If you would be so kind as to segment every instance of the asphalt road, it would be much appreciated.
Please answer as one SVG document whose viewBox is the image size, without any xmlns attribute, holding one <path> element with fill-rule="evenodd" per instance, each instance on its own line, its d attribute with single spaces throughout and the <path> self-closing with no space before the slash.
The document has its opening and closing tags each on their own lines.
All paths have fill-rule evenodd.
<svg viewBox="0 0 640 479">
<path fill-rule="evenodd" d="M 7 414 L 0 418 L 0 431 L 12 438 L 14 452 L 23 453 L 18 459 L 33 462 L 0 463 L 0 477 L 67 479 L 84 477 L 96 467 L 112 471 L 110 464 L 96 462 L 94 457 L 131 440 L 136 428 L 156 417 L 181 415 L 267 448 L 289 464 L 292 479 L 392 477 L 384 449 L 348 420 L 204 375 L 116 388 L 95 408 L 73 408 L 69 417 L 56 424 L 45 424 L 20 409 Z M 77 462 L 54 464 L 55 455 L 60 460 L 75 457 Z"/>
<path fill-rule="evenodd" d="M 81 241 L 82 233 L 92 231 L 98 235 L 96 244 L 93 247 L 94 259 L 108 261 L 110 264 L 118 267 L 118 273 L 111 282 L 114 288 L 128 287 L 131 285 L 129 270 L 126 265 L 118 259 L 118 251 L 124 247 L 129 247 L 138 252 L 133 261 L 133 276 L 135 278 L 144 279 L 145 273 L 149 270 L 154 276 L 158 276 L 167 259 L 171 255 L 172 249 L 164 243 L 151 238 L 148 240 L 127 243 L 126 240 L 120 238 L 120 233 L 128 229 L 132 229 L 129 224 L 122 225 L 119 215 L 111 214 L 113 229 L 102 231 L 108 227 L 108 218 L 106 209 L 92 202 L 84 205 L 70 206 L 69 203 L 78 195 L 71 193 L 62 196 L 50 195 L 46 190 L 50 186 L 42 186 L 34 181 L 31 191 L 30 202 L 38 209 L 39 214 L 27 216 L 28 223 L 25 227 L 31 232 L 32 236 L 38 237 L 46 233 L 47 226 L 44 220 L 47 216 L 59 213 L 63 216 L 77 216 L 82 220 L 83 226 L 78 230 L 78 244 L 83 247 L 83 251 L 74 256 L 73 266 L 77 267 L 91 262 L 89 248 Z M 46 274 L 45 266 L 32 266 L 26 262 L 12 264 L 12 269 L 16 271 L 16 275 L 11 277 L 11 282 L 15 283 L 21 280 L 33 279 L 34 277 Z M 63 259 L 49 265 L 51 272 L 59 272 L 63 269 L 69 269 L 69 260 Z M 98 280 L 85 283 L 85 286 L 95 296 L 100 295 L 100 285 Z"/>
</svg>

◆ ◆ ◆ ◆ ◆

In the material above, how many lines have the word "closing"? Give that number and nothing else.

2